§ EXERCISE DIRECTIONS
Print verbatim every line starting at the one that contains "Can you see the glass window" and ending at the final line of the records; include both endpoints.

↓

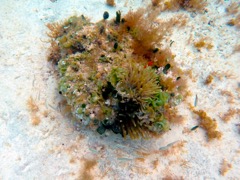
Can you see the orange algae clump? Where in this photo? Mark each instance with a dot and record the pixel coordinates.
(209, 125)
(203, 43)
(189, 5)
(209, 79)
(225, 167)
(33, 108)
(110, 2)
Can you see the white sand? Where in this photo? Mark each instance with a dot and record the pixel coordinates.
(54, 149)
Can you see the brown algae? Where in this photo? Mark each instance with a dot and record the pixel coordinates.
(116, 75)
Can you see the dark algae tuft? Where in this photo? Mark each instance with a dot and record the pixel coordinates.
(115, 74)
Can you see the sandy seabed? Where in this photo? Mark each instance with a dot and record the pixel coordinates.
(45, 144)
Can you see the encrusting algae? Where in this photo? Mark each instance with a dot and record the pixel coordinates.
(116, 75)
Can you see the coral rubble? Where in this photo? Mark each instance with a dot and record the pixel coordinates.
(115, 74)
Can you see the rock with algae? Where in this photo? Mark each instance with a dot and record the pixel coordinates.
(107, 81)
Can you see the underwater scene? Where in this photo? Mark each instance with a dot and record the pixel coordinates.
(120, 89)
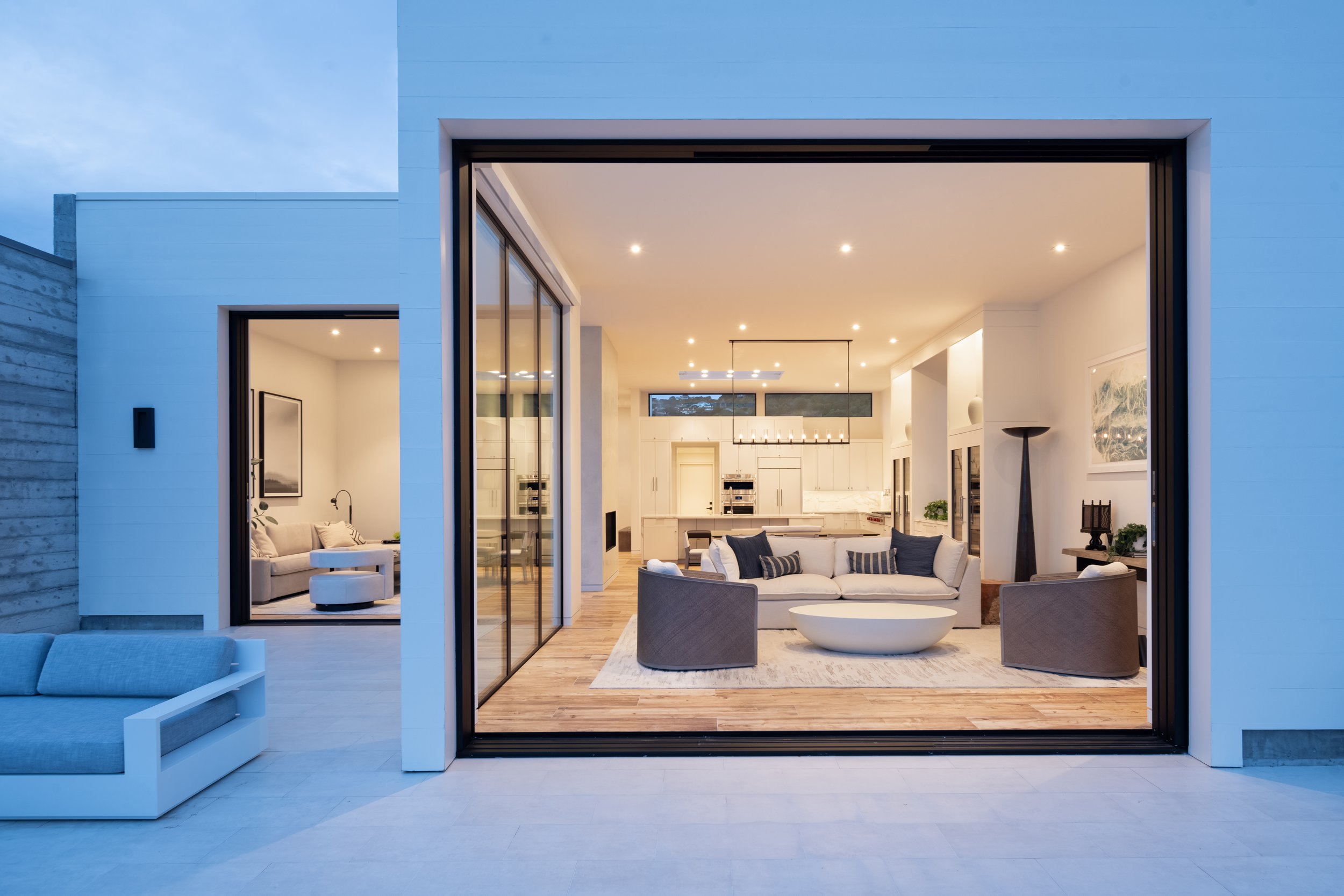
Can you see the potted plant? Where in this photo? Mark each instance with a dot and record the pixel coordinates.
(936, 510)
(1124, 542)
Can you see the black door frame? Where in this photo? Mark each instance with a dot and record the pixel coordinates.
(240, 456)
(1168, 359)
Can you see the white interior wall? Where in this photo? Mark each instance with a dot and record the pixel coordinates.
(1101, 313)
(296, 372)
(369, 445)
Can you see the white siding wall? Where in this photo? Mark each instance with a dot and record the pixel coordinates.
(1267, 222)
(155, 273)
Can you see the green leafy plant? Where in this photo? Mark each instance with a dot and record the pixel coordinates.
(260, 518)
(1124, 542)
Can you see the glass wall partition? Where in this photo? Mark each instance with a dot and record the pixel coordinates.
(518, 367)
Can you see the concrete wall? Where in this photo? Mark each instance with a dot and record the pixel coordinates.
(38, 516)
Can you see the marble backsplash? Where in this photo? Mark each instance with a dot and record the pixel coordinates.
(842, 501)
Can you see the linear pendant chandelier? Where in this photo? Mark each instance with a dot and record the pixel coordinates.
(757, 431)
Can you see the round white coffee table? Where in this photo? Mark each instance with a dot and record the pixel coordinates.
(851, 626)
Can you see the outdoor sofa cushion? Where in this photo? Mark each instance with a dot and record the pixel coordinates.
(84, 735)
(20, 663)
(133, 665)
(859, 586)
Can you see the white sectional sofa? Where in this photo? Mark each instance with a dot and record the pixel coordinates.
(826, 577)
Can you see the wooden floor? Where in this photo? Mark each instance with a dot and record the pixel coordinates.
(550, 693)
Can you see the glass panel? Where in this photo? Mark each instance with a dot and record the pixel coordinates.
(702, 405)
(974, 500)
(523, 402)
(491, 464)
(819, 405)
(553, 612)
(957, 492)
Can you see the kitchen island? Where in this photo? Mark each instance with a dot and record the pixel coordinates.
(663, 535)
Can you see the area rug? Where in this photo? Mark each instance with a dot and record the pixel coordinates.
(966, 658)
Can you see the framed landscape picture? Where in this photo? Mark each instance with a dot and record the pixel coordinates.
(281, 439)
(1117, 412)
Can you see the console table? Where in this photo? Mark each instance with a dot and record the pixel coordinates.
(1098, 558)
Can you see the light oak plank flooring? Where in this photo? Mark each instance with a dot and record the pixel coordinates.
(550, 693)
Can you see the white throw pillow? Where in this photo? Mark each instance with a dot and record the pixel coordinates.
(1098, 571)
(859, 546)
(335, 535)
(660, 566)
(949, 562)
(815, 555)
(725, 561)
(262, 546)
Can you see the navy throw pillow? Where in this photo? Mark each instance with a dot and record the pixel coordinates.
(914, 553)
(749, 553)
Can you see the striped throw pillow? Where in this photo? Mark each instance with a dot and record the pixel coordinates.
(874, 562)
(788, 564)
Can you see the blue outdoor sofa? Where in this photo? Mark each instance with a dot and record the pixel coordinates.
(124, 726)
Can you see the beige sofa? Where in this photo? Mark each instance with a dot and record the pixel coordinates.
(826, 577)
(289, 572)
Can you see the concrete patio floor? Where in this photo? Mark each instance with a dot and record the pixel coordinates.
(327, 812)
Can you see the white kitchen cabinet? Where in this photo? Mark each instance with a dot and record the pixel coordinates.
(780, 489)
(660, 540)
(654, 429)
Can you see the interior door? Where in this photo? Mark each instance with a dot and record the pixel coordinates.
(695, 489)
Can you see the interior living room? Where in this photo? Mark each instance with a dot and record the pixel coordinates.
(324, 478)
(859, 447)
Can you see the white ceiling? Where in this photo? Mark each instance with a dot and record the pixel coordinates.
(355, 343)
(760, 245)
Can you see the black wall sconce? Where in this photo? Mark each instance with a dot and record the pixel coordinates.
(143, 426)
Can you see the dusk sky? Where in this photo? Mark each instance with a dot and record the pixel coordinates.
(191, 96)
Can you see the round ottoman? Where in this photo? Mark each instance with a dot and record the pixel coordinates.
(345, 590)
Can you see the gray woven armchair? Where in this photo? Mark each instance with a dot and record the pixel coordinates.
(695, 621)
(1069, 625)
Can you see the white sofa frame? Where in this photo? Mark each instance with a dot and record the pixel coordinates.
(154, 784)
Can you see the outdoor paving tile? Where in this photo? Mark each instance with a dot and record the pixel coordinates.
(971, 878)
(1291, 837)
(1065, 806)
(867, 840)
(905, 808)
(173, 879)
(811, 878)
(1089, 781)
(1128, 876)
(1277, 875)
(745, 840)
(1166, 840)
(655, 878)
(1019, 840)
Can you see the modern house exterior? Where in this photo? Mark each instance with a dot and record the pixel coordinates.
(1233, 111)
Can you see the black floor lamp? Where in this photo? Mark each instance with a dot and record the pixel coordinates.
(1026, 563)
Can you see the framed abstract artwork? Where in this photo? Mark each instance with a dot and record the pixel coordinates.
(1117, 412)
(280, 436)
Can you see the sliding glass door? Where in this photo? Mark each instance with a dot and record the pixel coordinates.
(518, 596)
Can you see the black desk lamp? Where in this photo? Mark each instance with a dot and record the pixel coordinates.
(350, 505)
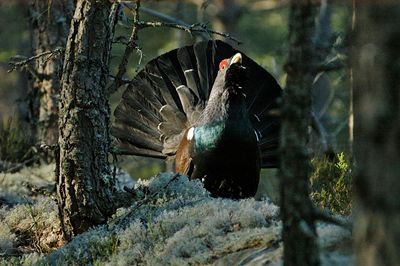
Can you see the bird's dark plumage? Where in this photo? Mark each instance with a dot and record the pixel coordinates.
(210, 109)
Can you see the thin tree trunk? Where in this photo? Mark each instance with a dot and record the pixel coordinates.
(86, 191)
(299, 233)
(49, 30)
(376, 66)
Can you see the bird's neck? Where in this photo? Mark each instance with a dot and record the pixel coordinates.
(225, 107)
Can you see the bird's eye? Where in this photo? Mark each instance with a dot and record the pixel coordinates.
(223, 64)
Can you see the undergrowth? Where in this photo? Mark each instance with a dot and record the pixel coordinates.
(331, 184)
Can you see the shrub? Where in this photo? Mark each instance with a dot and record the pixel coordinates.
(331, 183)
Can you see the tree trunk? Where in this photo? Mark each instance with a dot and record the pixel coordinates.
(376, 66)
(299, 234)
(49, 30)
(85, 186)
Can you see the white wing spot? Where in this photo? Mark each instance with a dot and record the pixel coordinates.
(190, 133)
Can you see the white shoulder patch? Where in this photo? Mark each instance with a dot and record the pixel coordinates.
(190, 133)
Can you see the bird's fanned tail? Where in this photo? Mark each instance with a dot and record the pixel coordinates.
(169, 94)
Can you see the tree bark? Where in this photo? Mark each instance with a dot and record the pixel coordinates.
(376, 66)
(86, 190)
(299, 233)
(49, 30)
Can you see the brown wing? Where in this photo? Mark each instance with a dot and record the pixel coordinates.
(183, 158)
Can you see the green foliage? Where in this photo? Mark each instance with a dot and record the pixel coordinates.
(14, 141)
(331, 183)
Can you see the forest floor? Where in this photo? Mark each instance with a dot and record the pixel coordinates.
(172, 223)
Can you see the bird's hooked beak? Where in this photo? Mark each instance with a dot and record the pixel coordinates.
(236, 59)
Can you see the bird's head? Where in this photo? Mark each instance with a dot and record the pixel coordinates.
(232, 73)
(227, 97)
(231, 77)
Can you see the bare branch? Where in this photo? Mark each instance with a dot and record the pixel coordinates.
(19, 61)
(131, 45)
(197, 27)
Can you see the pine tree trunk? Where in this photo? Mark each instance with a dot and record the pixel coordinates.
(376, 66)
(85, 186)
(299, 233)
(49, 30)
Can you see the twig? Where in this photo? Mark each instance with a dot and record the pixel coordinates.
(172, 22)
(318, 127)
(25, 61)
(336, 63)
(131, 45)
(324, 216)
(197, 27)
(170, 19)
(16, 167)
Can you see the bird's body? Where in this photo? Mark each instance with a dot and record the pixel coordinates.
(211, 119)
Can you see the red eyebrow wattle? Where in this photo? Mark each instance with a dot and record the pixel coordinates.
(223, 64)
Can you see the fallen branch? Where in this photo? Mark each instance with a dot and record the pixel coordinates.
(148, 198)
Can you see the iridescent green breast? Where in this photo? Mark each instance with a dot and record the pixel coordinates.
(207, 136)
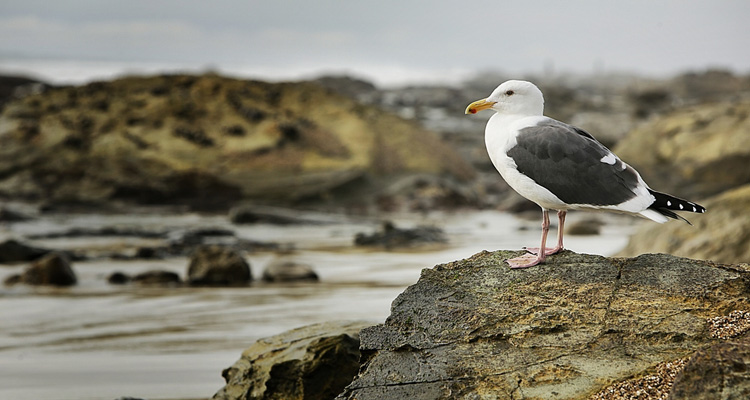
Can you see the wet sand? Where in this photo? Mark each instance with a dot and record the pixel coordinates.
(99, 341)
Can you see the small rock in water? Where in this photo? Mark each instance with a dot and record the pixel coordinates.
(288, 271)
(15, 251)
(390, 236)
(53, 269)
(157, 278)
(218, 265)
(7, 215)
(118, 278)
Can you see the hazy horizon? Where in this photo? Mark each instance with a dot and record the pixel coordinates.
(385, 42)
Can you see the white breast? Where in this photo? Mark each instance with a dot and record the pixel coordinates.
(499, 137)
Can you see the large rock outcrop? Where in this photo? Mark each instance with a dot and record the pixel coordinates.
(722, 234)
(475, 329)
(314, 362)
(205, 140)
(695, 152)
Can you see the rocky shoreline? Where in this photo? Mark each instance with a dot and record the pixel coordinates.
(579, 327)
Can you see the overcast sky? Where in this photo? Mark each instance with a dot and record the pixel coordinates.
(388, 41)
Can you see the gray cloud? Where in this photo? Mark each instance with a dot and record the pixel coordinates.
(424, 37)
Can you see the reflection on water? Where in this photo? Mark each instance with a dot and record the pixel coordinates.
(99, 341)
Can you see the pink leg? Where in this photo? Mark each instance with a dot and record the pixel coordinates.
(550, 251)
(529, 260)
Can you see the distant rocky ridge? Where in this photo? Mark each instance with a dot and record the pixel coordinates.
(207, 140)
(702, 153)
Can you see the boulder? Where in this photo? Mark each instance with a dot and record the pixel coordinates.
(721, 234)
(313, 362)
(390, 236)
(53, 269)
(8, 215)
(720, 371)
(12, 251)
(218, 266)
(695, 152)
(118, 278)
(564, 330)
(255, 214)
(289, 271)
(206, 141)
(157, 277)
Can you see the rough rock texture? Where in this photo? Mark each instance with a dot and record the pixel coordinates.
(53, 269)
(313, 362)
(721, 234)
(565, 330)
(721, 371)
(205, 140)
(695, 152)
(218, 265)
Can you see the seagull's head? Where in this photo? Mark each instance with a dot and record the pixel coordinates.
(511, 97)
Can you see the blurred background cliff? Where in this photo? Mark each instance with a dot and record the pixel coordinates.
(132, 133)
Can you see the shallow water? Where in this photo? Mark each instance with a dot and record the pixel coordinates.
(100, 341)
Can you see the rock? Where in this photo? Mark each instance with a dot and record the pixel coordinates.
(118, 278)
(207, 142)
(721, 234)
(565, 330)
(254, 214)
(157, 278)
(53, 269)
(8, 215)
(391, 237)
(422, 193)
(721, 371)
(289, 271)
(199, 236)
(312, 362)
(693, 153)
(218, 266)
(12, 280)
(12, 251)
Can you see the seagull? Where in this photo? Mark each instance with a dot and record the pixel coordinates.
(561, 167)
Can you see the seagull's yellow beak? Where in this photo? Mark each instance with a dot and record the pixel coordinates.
(478, 106)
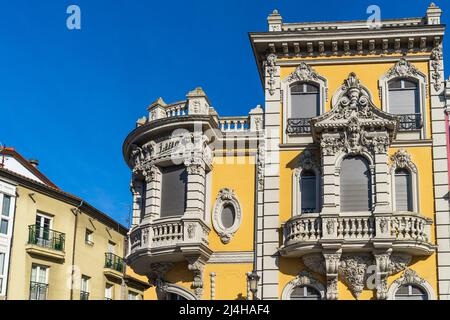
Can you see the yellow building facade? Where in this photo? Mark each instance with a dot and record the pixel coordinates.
(336, 189)
(61, 247)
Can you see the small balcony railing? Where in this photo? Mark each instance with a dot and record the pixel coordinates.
(114, 262)
(38, 291)
(298, 126)
(46, 238)
(84, 295)
(409, 122)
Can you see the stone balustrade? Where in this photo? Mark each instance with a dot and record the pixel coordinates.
(408, 232)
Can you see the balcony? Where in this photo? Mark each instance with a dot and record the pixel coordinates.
(403, 232)
(38, 291)
(167, 240)
(298, 126)
(114, 266)
(410, 122)
(46, 243)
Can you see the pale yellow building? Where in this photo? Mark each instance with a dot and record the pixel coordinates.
(337, 188)
(61, 247)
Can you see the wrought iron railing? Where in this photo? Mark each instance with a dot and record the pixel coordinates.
(84, 295)
(114, 262)
(298, 126)
(410, 122)
(47, 238)
(38, 291)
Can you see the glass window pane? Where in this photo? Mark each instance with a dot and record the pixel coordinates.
(173, 191)
(6, 205)
(356, 194)
(308, 190)
(228, 216)
(4, 226)
(403, 191)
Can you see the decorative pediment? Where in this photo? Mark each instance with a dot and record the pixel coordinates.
(354, 125)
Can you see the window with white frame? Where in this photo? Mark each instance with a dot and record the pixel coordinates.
(109, 291)
(173, 191)
(355, 184)
(403, 190)
(308, 190)
(305, 100)
(89, 237)
(84, 292)
(410, 292)
(2, 270)
(39, 282)
(5, 214)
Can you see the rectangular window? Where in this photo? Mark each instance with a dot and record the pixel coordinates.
(89, 237)
(109, 291)
(111, 247)
(6, 205)
(2, 269)
(173, 191)
(133, 295)
(39, 282)
(4, 226)
(84, 293)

↑

§ EXPECTED OUTPUT
Can you see the glass window pane? Where in this photo? Mark each instance with a dot and record the pixel coordinates.
(173, 191)
(6, 205)
(356, 194)
(308, 190)
(228, 216)
(4, 226)
(403, 191)
Can you see the decorative pediment? Where in this photo? Mark each instance with a dot and record the pixel coordinates.
(354, 125)
Can you see the window with white frame? Where in this photo? Mark each instance with a dot and record the pixel coordinates.
(109, 291)
(173, 191)
(355, 184)
(403, 190)
(308, 190)
(305, 100)
(89, 237)
(84, 292)
(410, 292)
(2, 270)
(39, 282)
(5, 214)
Can you see the rectangular window? Where in this photo? Mark each instance with a dot and record the pixel coordinates.
(89, 237)
(109, 291)
(111, 247)
(6, 205)
(2, 269)
(173, 191)
(133, 295)
(39, 282)
(4, 226)
(84, 293)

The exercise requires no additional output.